HOW TO COMPLETE THIS TASK: Look through the listing below and report every line that contains "white".

━━ GIVEN DATA ━━

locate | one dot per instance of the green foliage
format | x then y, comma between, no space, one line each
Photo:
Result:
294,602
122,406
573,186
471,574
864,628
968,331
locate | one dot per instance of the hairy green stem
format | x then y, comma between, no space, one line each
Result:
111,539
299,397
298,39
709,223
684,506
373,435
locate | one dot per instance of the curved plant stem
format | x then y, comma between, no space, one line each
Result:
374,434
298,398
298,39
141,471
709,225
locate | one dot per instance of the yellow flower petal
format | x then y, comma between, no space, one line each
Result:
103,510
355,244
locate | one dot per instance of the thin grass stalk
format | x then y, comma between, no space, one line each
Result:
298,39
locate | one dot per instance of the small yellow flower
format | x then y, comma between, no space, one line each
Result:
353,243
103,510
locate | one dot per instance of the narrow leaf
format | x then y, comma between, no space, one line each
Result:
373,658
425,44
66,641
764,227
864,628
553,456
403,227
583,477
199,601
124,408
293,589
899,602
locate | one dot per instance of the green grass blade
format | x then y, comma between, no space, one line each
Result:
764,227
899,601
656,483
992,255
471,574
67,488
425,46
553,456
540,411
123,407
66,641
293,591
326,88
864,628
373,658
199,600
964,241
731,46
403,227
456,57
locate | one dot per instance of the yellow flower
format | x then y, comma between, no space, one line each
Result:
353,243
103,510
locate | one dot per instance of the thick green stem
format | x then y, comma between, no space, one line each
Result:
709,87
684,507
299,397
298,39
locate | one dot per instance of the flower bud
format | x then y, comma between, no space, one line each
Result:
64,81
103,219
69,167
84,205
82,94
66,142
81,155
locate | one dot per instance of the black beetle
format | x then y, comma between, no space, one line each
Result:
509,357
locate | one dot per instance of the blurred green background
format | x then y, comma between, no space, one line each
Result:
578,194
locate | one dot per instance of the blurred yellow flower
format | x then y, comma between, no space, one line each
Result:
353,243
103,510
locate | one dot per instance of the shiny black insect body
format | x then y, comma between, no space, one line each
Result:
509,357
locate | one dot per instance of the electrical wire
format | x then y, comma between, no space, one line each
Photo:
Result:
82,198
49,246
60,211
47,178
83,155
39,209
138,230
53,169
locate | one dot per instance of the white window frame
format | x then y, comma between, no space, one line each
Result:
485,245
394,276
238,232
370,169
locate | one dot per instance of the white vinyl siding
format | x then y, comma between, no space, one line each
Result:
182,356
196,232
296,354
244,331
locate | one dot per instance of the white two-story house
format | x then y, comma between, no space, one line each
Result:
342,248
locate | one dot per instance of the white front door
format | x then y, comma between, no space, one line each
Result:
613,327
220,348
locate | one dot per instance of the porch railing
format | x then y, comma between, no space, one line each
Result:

━━━

RESULT:
locate | one dot per instance of the white window frame
locate | one dot per instance of the white vinyl siding
locate | one dot per instance of the white two-story house
locate | one dot per instance of the white front door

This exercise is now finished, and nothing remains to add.